» **DATASET EXTRACT**
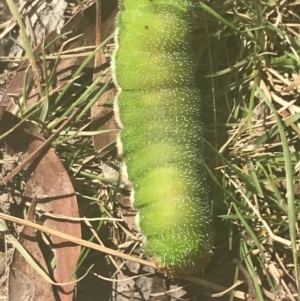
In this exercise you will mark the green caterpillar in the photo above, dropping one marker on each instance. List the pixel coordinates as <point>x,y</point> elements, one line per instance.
<point>157,108</point>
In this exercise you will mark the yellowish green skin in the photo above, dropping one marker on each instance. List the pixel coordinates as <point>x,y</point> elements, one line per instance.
<point>159,107</point>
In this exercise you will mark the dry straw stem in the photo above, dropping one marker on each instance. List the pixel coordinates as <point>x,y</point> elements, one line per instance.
<point>111,252</point>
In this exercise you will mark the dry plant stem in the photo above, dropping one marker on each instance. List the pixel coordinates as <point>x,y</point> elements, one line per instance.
<point>38,151</point>
<point>199,281</point>
<point>272,235</point>
<point>101,243</point>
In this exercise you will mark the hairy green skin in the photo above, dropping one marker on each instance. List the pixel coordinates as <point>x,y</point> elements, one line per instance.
<point>158,109</point>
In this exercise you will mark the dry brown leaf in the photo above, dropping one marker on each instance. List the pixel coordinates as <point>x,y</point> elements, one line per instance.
<point>47,180</point>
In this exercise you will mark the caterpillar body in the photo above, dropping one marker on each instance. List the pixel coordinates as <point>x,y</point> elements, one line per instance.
<point>158,109</point>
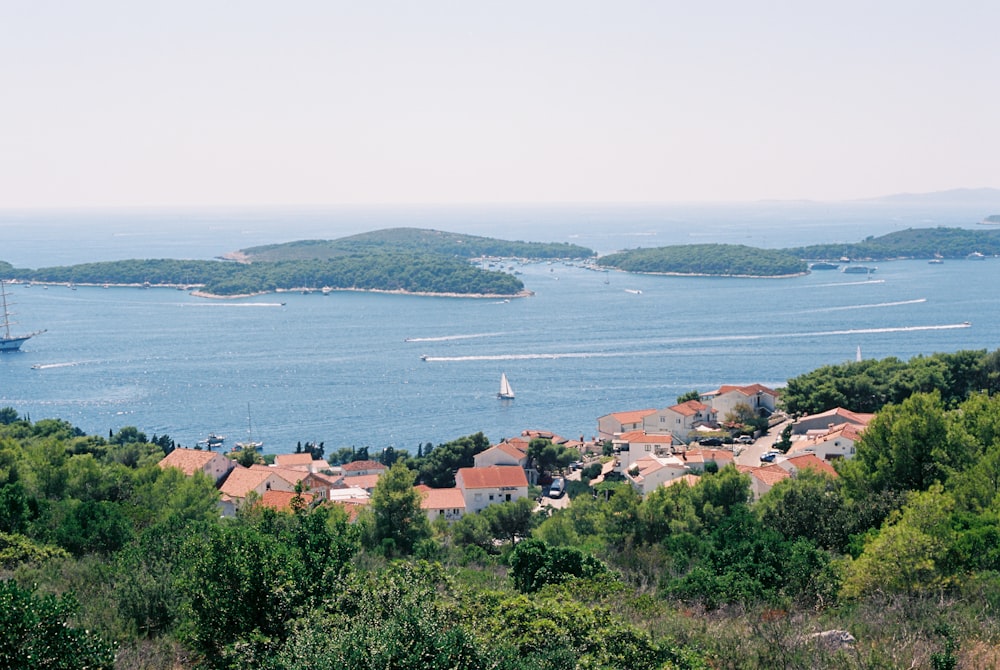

» **REQUIRED WORK**
Switch every "marker" in the data above to "pin" and write out all of its lines again with nothing else changed. Leave the pictures out.

» **FULL RESPONSE**
In this exercise you will mark the green caterpillar in the photo above, dropping one pin on each instance. List the pixel coordinates as <point>x,y</point> elements, one line per instance.
<point>157,108</point>
In this exercise you will mark the yellowish green skin in the photo above, dropping one pin on each instance. List the pixel coordinates as <point>x,y</point> elements, one line per instance.
<point>159,107</point>
In this exercise you will mark the dry straw stem in the photo above, dropping one pin on each instance. List the pixel coordinates as <point>x,y</point> elements, one line per instance.
<point>111,252</point>
In this exercise you will mark the dry plant stem in the photo above, dropping one pin on each instance. List the pixel coordinates as <point>x,y</point> elements, one line per instance.
<point>38,151</point>
<point>199,281</point>
<point>272,235</point>
<point>101,243</point>
In this exercise you will mark the hairy green skin in the photo above, dropping one pin on each instance. List the pixel coordinates as <point>x,y</point> elements, one line per instance.
<point>158,109</point>
In this exercise you will mark the dry brown leaf in the photo above, dropping one pin on each instance. List the pixel coordinates as <point>x,y</point> elements, one line per instance.
<point>47,180</point>
In this exercise you will mark the caterpillar body in the photo above, dropping one pin on each instance. List the pixel coordinates as <point>x,y</point> elements, one line per instance.
<point>158,109</point>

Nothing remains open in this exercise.